- _Task objective_: Repeat every line that appears below, with nothing altered.

╭──

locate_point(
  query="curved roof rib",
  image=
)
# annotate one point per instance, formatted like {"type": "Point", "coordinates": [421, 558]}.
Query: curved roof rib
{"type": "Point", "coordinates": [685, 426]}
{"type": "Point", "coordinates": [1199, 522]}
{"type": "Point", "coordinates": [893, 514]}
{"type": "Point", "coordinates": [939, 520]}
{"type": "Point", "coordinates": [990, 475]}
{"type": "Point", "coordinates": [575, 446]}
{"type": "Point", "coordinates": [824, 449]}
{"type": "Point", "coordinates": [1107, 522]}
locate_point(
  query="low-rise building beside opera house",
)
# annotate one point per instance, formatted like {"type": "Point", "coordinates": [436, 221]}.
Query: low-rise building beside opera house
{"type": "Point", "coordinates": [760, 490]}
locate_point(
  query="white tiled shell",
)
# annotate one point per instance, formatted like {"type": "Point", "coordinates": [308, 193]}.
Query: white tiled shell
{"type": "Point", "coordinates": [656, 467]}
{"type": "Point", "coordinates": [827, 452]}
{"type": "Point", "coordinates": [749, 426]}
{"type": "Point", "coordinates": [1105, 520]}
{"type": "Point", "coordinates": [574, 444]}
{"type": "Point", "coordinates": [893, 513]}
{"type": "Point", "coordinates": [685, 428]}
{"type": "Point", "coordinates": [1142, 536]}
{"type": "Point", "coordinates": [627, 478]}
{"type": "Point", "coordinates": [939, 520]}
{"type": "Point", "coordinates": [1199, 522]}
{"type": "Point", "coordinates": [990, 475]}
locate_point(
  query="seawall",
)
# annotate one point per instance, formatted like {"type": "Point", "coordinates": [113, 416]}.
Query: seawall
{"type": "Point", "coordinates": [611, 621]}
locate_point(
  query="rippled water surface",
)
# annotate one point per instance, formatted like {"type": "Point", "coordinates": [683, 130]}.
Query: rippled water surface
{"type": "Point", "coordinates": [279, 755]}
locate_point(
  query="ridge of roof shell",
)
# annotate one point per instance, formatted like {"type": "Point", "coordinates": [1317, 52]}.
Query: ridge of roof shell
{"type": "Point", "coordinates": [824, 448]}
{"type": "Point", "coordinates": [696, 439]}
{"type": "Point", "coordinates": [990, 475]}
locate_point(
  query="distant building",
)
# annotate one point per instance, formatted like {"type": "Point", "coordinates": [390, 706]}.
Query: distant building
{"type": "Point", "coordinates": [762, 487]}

╰──

- _Written solution_:
locate_point(
  query="curved roof rib",
  image=
)
# annotate one point per instance, formatted like {"type": "Point", "coordinates": [421, 558]}.
Query: curved roof rib
{"type": "Point", "coordinates": [685, 426]}
{"type": "Point", "coordinates": [1199, 522]}
{"type": "Point", "coordinates": [893, 514]}
{"type": "Point", "coordinates": [939, 520]}
{"type": "Point", "coordinates": [990, 475]}
{"type": "Point", "coordinates": [575, 446]}
{"type": "Point", "coordinates": [824, 449]}
{"type": "Point", "coordinates": [1107, 522]}
locate_point(
  query="low-rise building beside opera house",
)
# annotate one point per instance, formatted like {"type": "Point", "coordinates": [436, 221]}.
Query: low-rise building beside opera house
{"type": "Point", "coordinates": [760, 490]}
locate_point(
  query="white tiled shell",
)
# annotate one point per instance, formatted like {"type": "Point", "coordinates": [308, 193]}.
Query: white tiled shell
{"type": "Point", "coordinates": [656, 467]}
{"type": "Point", "coordinates": [827, 452]}
{"type": "Point", "coordinates": [749, 426]}
{"type": "Point", "coordinates": [1105, 520]}
{"type": "Point", "coordinates": [574, 444]}
{"type": "Point", "coordinates": [893, 513]}
{"type": "Point", "coordinates": [685, 428]}
{"type": "Point", "coordinates": [1142, 536]}
{"type": "Point", "coordinates": [627, 478]}
{"type": "Point", "coordinates": [939, 520]}
{"type": "Point", "coordinates": [1199, 522]}
{"type": "Point", "coordinates": [990, 475]}
locate_point(
  query="seawall",
)
# annotate one point per instance, formatted like {"type": "Point", "coordinates": [113, 416]}.
Query: seawall
{"type": "Point", "coordinates": [611, 621]}
locate_point(
  query="rippled water surface",
)
# annotate one point per instance, formatted like {"type": "Point", "coordinates": [683, 130]}.
Query: rippled water surface
{"type": "Point", "coordinates": [279, 755]}
locate_point(
  query="ridge of roof shell",
)
# annotate one point per instance, formatted like {"type": "Point", "coordinates": [1317, 52]}.
Query: ridge of roof shell
{"type": "Point", "coordinates": [824, 448]}
{"type": "Point", "coordinates": [696, 439]}
{"type": "Point", "coordinates": [990, 475]}
locate_point(
  query="distant building",
)
# annotate one point per instance, formatted like {"type": "Point", "coordinates": [390, 706]}.
Query: distant building
{"type": "Point", "coordinates": [762, 487]}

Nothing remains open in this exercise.